**Document segment:**
►

Journal of Applied Missiology, Volume 4, Number 1

 

Teaching English as a Tool of Evangelism:
Problems and Limitations

by
Daniel C. Hardin
Lubbock Christian University
Lubbock, Texas

Understanding the zeal and dedication of those who are currently using English as a tool for foreign evangelism it may be worthwhile to note that it is easy to criticize another's efforts on a foreign field. This is especially true if you can do it from the safety of a comfortable office in the U.S. Therefore, I try to remind myself that I like the way another is doing mission work better than the way I am not doing it.

In the past two months I have had reports and requests coming across my desk from organizers and workers representing English Language mission programs involving almost every part of the old Soviet Union. The use of English, as a tool for reaching people whose first language is not English, is not limited to the old Soviet states. Any number of programs are now being used to reach people around the world. The reports on such works range from enthusiastic support through skeptical approval to harsh criticism.

Reports of baptisms and the establishment of congregations represent the positive side. The 3rd and 4th quarter Eastern European Mission and Bible Foundation report of 1992 contains the report of 30 Americans teaching English to 240 Albanians. The report notes that an average of 100 people are attending Sunday morning worship services. The Bel-Aire church in Tullahoma, Tennessee, hosted the 2nd annual Romanian Evangelism Workshop this past month. Short term team efforts were discussed at this workshop.

◄

**Data extract:**

►

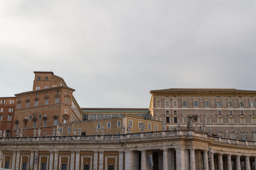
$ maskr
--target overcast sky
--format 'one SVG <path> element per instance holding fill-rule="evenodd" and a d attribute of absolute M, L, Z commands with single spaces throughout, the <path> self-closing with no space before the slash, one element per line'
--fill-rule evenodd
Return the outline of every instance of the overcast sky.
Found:
<path fill-rule="evenodd" d="M 0 96 L 53 71 L 81 107 L 148 108 L 150 90 L 256 90 L 255 1 L 1 1 Z"/>

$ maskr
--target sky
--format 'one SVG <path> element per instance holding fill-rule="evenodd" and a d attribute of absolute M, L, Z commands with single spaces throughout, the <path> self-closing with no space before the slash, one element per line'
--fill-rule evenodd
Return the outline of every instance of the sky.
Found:
<path fill-rule="evenodd" d="M 3 0 L 0 96 L 53 71 L 83 108 L 148 108 L 154 90 L 256 90 L 255 1 Z"/>

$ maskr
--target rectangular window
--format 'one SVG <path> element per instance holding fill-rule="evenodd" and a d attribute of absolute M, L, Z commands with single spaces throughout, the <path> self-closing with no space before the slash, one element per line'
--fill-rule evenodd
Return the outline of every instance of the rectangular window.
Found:
<path fill-rule="evenodd" d="M 108 170 L 114 170 L 114 165 L 108 165 Z"/>
<path fill-rule="evenodd" d="M 130 125 L 130 126 L 133 127 L 133 121 L 132 120 L 129 120 L 129 125 Z"/>
<path fill-rule="evenodd" d="M 117 121 L 117 127 L 121 127 L 121 121 Z"/>
<path fill-rule="evenodd" d="M 158 125 L 155 125 L 155 131 L 158 131 Z"/>
<path fill-rule="evenodd" d="M 46 170 L 46 163 L 41 164 L 41 170 Z"/>
<path fill-rule="evenodd" d="M 90 170 L 90 164 L 84 164 L 83 170 Z"/>
<path fill-rule="evenodd" d="M 147 124 L 147 129 L 149 130 L 151 130 L 151 124 L 150 123 Z"/>
<path fill-rule="evenodd" d="M 9 114 L 8 115 L 8 121 L 11 121 L 11 118 L 12 118 L 12 117 L 13 117 L 13 115 L 11 115 L 11 114 Z"/>
<path fill-rule="evenodd" d="M 173 107 L 175 108 L 177 107 L 177 100 L 174 100 Z"/>

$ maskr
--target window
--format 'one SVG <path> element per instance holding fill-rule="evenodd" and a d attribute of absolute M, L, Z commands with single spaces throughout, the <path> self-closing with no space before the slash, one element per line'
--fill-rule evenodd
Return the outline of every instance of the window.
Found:
<path fill-rule="evenodd" d="M 107 123 L 107 128 L 111 128 L 111 122 L 108 122 Z"/>
<path fill-rule="evenodd" d="M 90 164 L 84 164 L 83 170 L 90 170 Z"/>
<path fill-rule="evenodd" d="M 147 129 L 149 130 L 151 130 L 151 124 L 150 123 L 147 124 Z"/>
<path fill-rule="evenodd" d="M 117 127 L 121 127 L 121 121 L 117 121 Z"/>
<path fill-rule="evenodd" d="M 1 100 L 1 103 L 0 104 L 4 104 L 5 103 L 5 100 Z"/>
<path fill-rule="evenodd" d="M 114 170 L 114 165 L 108 165 L 108 170 Z"/>
<path fill-rule="evenodd" d="M 27 170 L 27 163 L 26 162 L 22 163 L 22 170 Z"/>
<path fill-rule="evenodd" d="M 8 118 L 7 118 L 8 121 L 11 121 L 11 117 L 13 117 L 12 114 L 9 114 L 8 115 Z"/>
<path fill-rule="evenodd" d="M 130 127 L 133 127 L 133 121 L 131 120 L 129 120 L 129 125 Z"/>
<path fill-rule="evenodd" d="M 61 170 L 67 170 L 67 164 L 61 164 Z"/>
<path fill-rule="evenodd" d="M 27 101 L 26 102 L 26 107 L 28 108 L 30 107 L 30 102 Z"/>
<path fill-rule="evenodd" d="M 155 125 L 155 131 L 158 131 L 158 125 Z"/>
<path fill-rule="evenodd" d="M 46 163 L 41 164 L 41 170 L 46 170 Z"/>

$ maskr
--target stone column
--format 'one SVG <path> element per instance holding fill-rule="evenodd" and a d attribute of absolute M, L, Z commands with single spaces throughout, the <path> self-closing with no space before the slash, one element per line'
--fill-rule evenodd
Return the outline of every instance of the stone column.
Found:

◄

**To-do list:**
1. Using the article on teaching English as a tool of evangelism, can you answer these?
(a) With which university is the author affiliated?
(b) According to the 1992 Eastern European Mission and Bible Foundation report, how many Americans taught English to how many Albanians?
(c) Which church hosted the 2nd annual Romanian Evangelism Workshop?
2. Could you return the passage of the article on teaching English as a tool of evangelism starting at "Understanding the zeal" and ending at "not doing it.", copied word for word?
These records come from a separate source.

**Results in order:**
1.
(a) Lubbock Christian University
(b) 30 Americans taught English to 240 Albanians.
(c) The Bel-Aire church in Tullahoma, Tennessee

2.
Understanding the zeal and dedication of those who are currently using English as a tool for foreign evangelism it may be worthwhile to note that it is easy to criticize another's efforts on a foreign field. This is especially true if you can do it from the safety of a comfortable office in the U.S. Therefore, I try to remind myself that I like the way another is doing mission work better than the way I am not doing it.